Start of DOCUMENT EXCERPT

What is Osteopenia
What exactly is osteopenia? How is it different from osteoporosis?
Osteopenia refers to decreased calcification or density of bone. Having osteopenia places a person at risk for developing osteoporosis, a more serious condition that causes bones to become brittle and possibly break. Bone density is described in relationship to what it should be in young women; it is expressed as a standard deviation from the mean (average) bone density in a 35-year-old. Within 1 standard deviation of the mean in either direction is considered normal. A bone density within the range of 1 to 2.5 standard deviations below the mean is defined as osteopenia, and greater than 2.5 standard deviations below the mean is osteoporosis.
The thinning of the bones that occurs with osteoporosis increases the risk of fractures. Hip fractures, in particular, can be quite devastating in elderly women. In the United States alone, the cost -- both direct (hospitalization, surgery, doctor's visits) and indirect (lost time from work) -- from fractures exceeds $7 *billion* annually! Risk factors for osteopenia and osteoporosis include genetic predisposition, sedentary lifestyle, low dietary intake of calcium and vitamin D, petite stature and small bone structure, long-term use of steroids or heparin, cigarette smoking, and declining levels of estrogen after menopause. Some of these factors -- like genes and bone structure -- are things you are stuck with, but many of these risk factors are easy to modify. Doing regular weight-bearing exercise throughout life, ensuring adequate calcium intake and avoiding smoking are ways not only to improve bone health, but health in general. After menopause, bone loss becomes much more rapid; hormone replacement can slow or stop this loss.
If your history suggests you may be a risk for osteoporosis and you are nearing menopause, then a bone density test is a good idea. If the test indicates you already have osteopenia, which precedes osteoporosis, you may take steps to slow additional bone loss. The results may help you make a decision about starting estrogen after menopause. Estrogen is still the best preventive measure, although newer drugs like Evista and Fosamax provide an alternative.

End of DOCUMENT EXCERPT
Start of SUPPLIED MATERIAL

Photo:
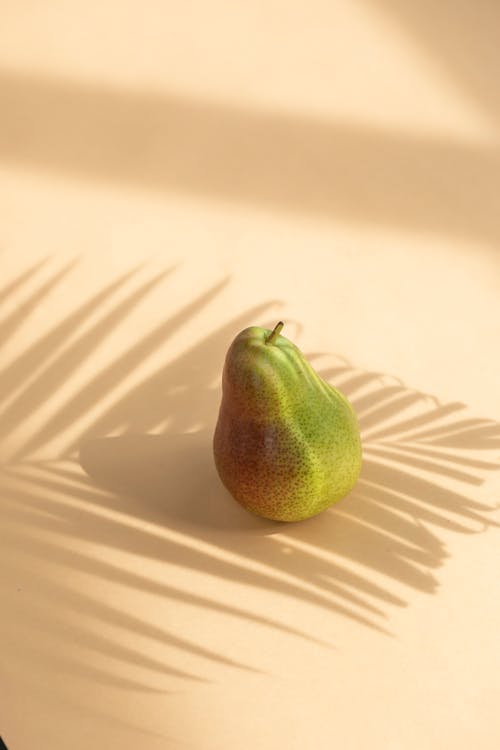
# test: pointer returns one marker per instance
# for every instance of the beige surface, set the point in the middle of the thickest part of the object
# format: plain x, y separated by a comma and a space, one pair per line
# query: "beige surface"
170, 173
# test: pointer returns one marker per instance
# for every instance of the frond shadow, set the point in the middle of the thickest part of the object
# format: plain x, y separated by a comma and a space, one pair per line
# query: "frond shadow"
151, 493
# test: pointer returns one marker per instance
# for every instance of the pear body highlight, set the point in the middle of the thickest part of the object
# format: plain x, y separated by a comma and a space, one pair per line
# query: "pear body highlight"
287, 444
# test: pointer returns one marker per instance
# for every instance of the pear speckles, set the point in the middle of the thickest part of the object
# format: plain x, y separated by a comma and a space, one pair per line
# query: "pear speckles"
286, 444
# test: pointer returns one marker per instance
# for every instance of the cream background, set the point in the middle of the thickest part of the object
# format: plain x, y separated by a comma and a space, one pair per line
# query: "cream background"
335, 165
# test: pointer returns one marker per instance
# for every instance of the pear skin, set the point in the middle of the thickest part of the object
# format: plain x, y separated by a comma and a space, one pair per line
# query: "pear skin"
287, 444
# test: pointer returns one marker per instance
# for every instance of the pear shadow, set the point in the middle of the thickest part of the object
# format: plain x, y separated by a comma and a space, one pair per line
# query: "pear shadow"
151, 492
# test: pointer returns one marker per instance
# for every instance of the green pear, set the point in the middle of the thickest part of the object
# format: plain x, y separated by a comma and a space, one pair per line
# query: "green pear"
287, 444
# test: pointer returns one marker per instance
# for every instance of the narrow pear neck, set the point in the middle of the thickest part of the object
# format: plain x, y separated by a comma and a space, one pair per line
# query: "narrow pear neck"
275, 333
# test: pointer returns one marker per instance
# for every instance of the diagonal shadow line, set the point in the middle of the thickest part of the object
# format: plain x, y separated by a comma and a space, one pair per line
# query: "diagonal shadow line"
64, 365
466, 48
427, 464
291, 163
67, 664
80, 525
401, 551
429, 451
14, 375
21, 279
138, 409
9, 325
108, 379
73, 560
406, 425
104, 612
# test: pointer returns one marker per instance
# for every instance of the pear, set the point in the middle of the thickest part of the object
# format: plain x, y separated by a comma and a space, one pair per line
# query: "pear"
287, 444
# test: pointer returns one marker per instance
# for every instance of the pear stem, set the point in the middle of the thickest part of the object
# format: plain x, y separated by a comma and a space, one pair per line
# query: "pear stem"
274, 333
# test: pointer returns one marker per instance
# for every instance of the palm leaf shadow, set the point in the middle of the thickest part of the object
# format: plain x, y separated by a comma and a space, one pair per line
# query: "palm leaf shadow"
389, 527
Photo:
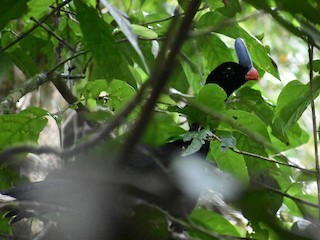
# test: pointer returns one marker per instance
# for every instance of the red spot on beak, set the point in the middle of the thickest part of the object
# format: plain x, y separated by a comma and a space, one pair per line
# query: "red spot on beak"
252, 74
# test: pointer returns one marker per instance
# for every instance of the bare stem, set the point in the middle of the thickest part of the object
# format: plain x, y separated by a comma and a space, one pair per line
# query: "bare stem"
314, 123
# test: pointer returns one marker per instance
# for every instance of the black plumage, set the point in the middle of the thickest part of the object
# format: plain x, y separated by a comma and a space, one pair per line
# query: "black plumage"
90, 191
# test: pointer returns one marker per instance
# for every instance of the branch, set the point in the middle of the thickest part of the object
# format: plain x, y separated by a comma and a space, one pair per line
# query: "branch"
266, 158
314, 123
277, 191
63, 42
160, 76
30, 85
23, 35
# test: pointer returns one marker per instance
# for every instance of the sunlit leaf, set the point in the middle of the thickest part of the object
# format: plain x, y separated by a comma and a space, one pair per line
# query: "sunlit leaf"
230, 162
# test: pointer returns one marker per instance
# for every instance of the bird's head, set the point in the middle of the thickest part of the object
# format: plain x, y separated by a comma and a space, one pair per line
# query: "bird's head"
230, 75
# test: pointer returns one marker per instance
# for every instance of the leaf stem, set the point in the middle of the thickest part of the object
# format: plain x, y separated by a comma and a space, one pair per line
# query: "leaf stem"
314, 123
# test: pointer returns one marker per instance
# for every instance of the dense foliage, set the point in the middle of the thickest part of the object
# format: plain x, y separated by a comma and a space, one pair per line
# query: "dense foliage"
106, 58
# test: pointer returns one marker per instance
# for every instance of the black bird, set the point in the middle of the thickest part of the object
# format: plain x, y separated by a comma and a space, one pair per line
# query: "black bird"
92, 197
230, 75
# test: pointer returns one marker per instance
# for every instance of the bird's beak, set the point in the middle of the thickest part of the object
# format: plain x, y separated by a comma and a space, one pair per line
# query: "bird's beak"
245, 59
252, 74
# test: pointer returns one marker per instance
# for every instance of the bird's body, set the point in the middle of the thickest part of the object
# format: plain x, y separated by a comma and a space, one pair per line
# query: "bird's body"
229, 76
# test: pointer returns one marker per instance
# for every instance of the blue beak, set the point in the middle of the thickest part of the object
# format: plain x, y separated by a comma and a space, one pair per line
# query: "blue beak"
243, 53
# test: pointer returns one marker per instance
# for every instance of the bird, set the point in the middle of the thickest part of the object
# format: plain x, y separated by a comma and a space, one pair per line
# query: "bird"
231, 75
102, 193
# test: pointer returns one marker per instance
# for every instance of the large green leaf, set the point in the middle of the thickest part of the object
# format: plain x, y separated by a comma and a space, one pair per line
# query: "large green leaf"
230, 162
212, 222
292, 102
249, 121
10, 10
120, 93
161, 129
23, 127
109, 61
126, 28
251, 100
38, 8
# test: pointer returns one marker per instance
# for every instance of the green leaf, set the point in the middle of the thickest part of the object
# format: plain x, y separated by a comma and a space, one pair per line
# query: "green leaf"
126, 28
23, 127
292, 102
251, 100
227, 142
230, 162
109, 61
213, 222
197, 139
11, 10
212, 96
295, 137
38, 8
120, 93
24, 62
161, 129
250, 121
144, 31
94, 88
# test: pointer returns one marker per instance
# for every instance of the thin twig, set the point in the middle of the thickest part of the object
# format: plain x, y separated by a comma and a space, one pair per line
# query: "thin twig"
170, 17
23, 35
277, 191
265, 158
67, 60
63, 42
314, 123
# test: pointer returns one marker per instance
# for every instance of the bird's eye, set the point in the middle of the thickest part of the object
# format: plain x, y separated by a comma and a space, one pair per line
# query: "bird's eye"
228, 72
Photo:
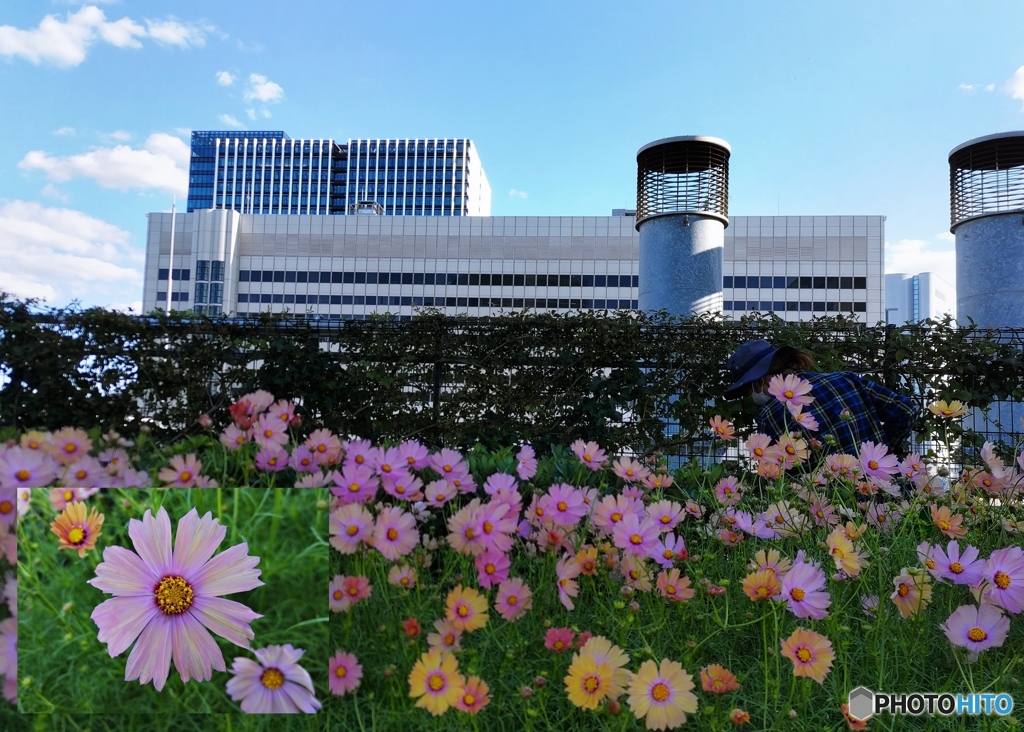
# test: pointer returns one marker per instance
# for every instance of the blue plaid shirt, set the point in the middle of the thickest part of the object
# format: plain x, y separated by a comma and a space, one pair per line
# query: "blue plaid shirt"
877, 414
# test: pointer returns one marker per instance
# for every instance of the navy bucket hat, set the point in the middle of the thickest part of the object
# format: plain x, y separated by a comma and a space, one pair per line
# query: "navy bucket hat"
751, 361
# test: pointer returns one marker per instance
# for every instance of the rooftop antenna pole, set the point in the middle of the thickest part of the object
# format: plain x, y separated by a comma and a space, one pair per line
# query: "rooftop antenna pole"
170, 262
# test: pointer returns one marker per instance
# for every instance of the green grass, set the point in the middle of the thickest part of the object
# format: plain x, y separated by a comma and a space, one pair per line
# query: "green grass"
64, 669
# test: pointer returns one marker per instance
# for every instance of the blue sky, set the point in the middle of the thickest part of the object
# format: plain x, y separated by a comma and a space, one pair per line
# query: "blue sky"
829, 109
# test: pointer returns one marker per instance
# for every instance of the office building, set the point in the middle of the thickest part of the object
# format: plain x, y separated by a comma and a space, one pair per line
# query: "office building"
911, 298
270, 173
344, 267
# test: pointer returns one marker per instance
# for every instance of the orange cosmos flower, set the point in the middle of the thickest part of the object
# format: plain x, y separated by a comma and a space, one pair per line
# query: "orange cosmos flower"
718, 680
762, 585
76, 529
810, 652
466, 609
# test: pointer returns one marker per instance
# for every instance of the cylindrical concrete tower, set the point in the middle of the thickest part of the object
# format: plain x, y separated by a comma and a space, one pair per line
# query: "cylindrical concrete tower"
682, 212
986, 195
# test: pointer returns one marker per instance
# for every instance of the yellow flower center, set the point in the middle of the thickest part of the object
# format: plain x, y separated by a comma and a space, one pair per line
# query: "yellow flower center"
174, 595
272, 679
659, 692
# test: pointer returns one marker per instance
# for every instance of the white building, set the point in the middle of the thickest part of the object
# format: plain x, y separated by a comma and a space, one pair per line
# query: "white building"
350, 266
916, 297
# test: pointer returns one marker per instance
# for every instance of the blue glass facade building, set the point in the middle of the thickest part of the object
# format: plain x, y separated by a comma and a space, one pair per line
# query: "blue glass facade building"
270, 173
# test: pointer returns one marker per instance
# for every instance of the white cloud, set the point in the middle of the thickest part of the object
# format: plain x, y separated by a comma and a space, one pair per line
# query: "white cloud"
161, 164
231, 122
1015, 84
60, 254
914, 255
262, 89
174, 33
50, 191
65, 43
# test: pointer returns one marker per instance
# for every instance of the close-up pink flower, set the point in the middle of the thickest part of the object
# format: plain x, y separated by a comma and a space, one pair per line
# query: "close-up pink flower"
169, 600
273, 684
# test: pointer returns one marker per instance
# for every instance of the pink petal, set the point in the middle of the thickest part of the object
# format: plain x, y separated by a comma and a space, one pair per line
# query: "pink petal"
151, 658
195, 651
228, 572
123, 572
197, 540
152, 537
227, 618
121, 619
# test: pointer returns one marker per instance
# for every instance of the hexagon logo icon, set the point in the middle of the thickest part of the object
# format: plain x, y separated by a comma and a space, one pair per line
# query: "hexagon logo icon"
861, 701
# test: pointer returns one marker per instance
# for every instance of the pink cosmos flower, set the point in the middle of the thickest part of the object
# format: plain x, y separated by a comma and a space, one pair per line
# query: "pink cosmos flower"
958, 567
589, 454
302, 460
667, 514
355, 483
414, 455
514, 598
181, 472
563, 505
170, 600
801, 588
636, 536
344, 672
727, 490
977, 629
273, 684
269, 431
87, 472
876, 461
1005, 575
669, 550
395, 533
559, 640
525, 463
630, 470
22, 467
492, 568
272, 459
791, 390
349, 525
326, 447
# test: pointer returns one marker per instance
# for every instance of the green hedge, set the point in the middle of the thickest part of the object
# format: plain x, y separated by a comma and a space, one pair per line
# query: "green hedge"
457, 381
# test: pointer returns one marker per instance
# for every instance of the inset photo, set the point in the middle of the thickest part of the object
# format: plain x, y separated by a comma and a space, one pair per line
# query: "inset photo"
171, 601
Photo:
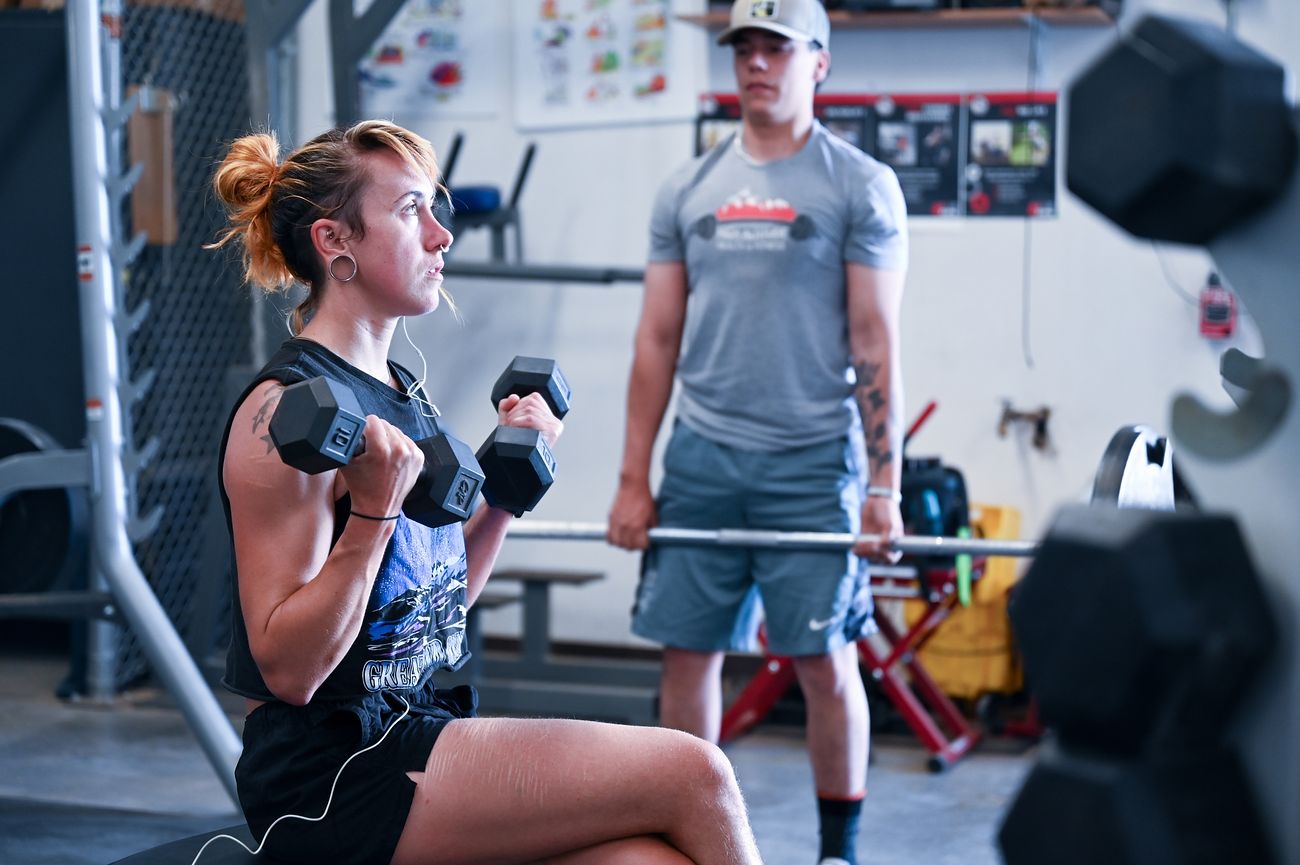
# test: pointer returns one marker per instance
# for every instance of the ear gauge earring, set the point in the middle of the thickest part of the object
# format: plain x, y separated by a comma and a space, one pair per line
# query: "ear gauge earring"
336, 260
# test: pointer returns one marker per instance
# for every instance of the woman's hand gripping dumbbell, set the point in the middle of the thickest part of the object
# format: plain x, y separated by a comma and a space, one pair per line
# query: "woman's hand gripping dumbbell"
319, 425
531, 398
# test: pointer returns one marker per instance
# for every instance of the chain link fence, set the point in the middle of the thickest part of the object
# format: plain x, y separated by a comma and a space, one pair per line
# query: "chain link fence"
191, 61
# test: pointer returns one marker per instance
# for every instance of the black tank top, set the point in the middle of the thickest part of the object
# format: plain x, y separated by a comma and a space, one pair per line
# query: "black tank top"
415, 622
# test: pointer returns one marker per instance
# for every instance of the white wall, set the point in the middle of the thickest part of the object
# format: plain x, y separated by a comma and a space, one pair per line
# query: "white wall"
1110, 340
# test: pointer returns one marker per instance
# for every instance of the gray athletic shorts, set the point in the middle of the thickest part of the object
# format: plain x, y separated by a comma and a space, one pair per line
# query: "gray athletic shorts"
713, 598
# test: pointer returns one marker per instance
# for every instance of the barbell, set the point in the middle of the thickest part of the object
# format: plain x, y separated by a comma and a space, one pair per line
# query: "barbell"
762, 539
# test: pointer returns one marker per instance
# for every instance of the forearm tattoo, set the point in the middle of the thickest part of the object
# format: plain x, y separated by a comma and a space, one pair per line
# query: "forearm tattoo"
261, 420
879, 420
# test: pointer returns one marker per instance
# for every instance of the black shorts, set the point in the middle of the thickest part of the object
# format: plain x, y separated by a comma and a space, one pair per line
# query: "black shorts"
293, 753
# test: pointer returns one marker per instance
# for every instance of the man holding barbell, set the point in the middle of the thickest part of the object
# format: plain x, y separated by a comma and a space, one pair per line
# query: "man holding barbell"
772, 290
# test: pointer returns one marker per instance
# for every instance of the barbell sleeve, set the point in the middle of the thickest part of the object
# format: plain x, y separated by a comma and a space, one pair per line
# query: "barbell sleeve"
759, 539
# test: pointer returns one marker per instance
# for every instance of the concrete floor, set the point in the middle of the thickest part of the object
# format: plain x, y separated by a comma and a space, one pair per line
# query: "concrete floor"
83, 785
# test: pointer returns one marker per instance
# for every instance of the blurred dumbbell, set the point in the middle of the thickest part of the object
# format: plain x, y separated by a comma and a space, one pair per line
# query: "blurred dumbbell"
1179, 132
518, 465
319, 425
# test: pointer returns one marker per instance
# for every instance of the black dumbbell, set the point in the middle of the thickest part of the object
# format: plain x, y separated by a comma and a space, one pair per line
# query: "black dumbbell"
319, 425
518, 465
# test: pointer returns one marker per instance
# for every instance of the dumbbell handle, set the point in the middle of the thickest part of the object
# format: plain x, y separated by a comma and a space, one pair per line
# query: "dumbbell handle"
759, 539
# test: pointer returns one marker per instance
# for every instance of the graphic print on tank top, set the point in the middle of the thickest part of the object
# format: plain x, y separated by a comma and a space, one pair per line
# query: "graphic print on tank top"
746, 223
417, 608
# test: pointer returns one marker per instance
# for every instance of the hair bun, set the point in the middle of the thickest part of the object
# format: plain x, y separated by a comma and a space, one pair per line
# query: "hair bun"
248, 172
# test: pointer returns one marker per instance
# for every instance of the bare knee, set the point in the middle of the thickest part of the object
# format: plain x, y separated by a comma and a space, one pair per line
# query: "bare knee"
701, 768
824, 674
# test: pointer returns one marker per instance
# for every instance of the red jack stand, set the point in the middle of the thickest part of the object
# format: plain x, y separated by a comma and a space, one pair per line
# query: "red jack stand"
900, 673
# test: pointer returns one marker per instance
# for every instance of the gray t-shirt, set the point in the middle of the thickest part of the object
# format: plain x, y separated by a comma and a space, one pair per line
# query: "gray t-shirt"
765, 360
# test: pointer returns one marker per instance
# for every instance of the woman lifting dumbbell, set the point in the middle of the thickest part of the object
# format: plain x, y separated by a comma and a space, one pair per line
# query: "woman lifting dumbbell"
345, 606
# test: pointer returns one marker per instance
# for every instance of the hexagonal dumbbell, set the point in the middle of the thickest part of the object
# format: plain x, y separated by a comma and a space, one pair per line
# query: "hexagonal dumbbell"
1140, 628
319, 425
1179, 132
1186, 809
518, 465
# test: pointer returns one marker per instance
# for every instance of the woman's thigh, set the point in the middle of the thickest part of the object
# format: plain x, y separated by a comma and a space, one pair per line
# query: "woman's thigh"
499, 790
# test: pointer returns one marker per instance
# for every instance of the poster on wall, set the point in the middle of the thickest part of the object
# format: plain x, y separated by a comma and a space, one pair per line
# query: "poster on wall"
436, 59
588, 63
1010, 155
844, 115
918, 137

End of SUPPLIED MATERIAL

### [WORK INSTRUCTION]
Answer these questions from the osteopenia text:
(a) What range of bone density is defined as osteopenia?
(b) How much do fractures cost each year in the United States?
(c) Which two newer drugs are named as an alternative to estrogen?
The records stand apart from the osteopenia text and are not part of it.

### [WRITTEN ANSWER]
(a) A bone density 1 to 2.5 standard deviations below the mean.
(b) More than $7 billion.
(c) Evista and Fosamax.